-- Start --

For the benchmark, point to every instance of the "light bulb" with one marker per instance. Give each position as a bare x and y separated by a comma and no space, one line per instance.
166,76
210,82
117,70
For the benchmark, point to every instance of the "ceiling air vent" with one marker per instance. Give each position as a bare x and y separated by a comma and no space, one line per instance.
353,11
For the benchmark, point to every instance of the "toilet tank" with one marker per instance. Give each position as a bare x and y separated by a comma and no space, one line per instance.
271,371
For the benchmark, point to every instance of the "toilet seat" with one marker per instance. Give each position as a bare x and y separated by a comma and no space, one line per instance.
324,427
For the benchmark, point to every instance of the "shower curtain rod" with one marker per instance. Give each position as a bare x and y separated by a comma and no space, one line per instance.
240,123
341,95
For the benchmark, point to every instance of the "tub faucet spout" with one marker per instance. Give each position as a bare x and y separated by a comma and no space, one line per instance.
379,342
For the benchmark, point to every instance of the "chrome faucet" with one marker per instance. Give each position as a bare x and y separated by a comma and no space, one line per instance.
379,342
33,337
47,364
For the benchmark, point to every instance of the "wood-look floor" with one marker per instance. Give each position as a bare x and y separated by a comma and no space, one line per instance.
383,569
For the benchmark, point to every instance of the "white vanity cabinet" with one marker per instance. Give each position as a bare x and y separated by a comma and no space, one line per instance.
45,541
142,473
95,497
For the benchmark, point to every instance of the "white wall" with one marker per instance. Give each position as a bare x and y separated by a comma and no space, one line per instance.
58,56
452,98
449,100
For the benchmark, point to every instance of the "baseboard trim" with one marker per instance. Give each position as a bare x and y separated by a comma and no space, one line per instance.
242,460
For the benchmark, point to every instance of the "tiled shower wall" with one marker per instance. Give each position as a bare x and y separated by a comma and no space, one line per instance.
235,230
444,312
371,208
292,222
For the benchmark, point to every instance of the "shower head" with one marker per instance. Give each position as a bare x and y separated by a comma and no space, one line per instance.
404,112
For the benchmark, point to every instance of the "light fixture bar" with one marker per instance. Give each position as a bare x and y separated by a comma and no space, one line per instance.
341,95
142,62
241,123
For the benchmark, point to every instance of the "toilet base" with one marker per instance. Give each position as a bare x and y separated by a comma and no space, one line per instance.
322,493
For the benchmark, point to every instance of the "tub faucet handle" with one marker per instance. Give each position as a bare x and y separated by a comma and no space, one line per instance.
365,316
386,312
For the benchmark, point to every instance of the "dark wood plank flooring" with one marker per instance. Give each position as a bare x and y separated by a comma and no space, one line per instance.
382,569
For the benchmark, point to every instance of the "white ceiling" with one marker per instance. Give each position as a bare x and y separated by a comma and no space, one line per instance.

-- End --

▶ **Instruction**
Write the entries again, exactly as they stand.

▶ **Complete output**
For the benchmark, point to every instance of the "light bulb" with one marker per instance. Give each position as a bare x and y separated by a comma and no space, one line per instance.
166,76
210,82
117,70
For the benchmark, point to every instance of the "ceiling air vent" with one marker per instance. Give each position as a bare x and y separated by a comma and no space, one line per instance.
353,11
For the benchmark, point to every instance of the "toilet tank" with one marker per instance. Give each position as a bare x and y separated by a comma and no space, one line per instance.
271,371
For the benchmark, point to every instance of the "toilet seat" with one marker per instance. Give each position as a bare x and y separated by a comma and no space, one line per instance.
324,427
For the benchmark, point to every instance of the "shower curtain rod" with one marker per instance. Give each position as a bare x and y separated by a comma and no space, one line per instance.
240,123
341,95
For the benchmark, point to every instance of the "tub faucet spout" with one marker per instance. Give each position as a bare x and y separated by a comma and no space, one line per instance.
379,342
For the benchmark, point to every instance of the "chrome faucet" with one marker per instance. Give each position as a bare x and y separated by a comma and no space, one line per instance.
379,342
33,337
47,364
For the benchmark, point to every instance of the "wood-look floor" with one marker per instance. Give each position as a bare x and y separated by a comma and no space, one line per instance.
383,569
For the benchmark, point to every instance of the "white vanity cabinet" with one marker per instance. Give each position as a bare x and y separated by a comma and no space, one line per instance.
45,541
142,473
95,497
For the benchmark, point to every instance of the "white wall" with one marker per instance. Give each position as a bare x and y separated by a comma and no space, one line per instance.
58,56
452,98
449,100
For the benchmark, point to every instance of the "baseboard trim" with one marker per instance. Give each position as a bare x and y separated by a comma and no space, one line per instance.
242,460
For the benchmark, point to every instance of the "tiled shower wall" with one marker per instance. Give each position as a bare x and y separated by a comma and no space, one line per instance.
235,230
444,312
371,208
292,222
For the benchmark, point to every instance of the "shower head" with one marker per instance. Give each position as a bare x and y separated by a comma and no space, one line per instance.
404,112
For the benchmark, point to every instance of the "light fixture bar" with one marker per instance. Give each position as a bare x and y separated by a comma and no space, one line per instance.
341,95
142,62
241,123
For the benchmark, point to every instance of the "toilet base" with one marker per instance. Give each position as a bare x and y separated by a comma and no space, one line per instance.
322,493
For the benchmark, point to every instance of the "tub faucet handle" with one marker per instance. Give each position as a bare x and y separated by a comma and no space, one line per instance.
365,316
386,312
For the benchmark, point to every instance of the "dark wood plank flooring" with one marker per instance. Give each position as a bare x and y separated by a comma and no space, one line per instance.
382,569
For the benchmark, point to every instance of the "white ceiling" with one marker per instance. Give each position as a bare x and y separated by a comma and no space, one line per instance.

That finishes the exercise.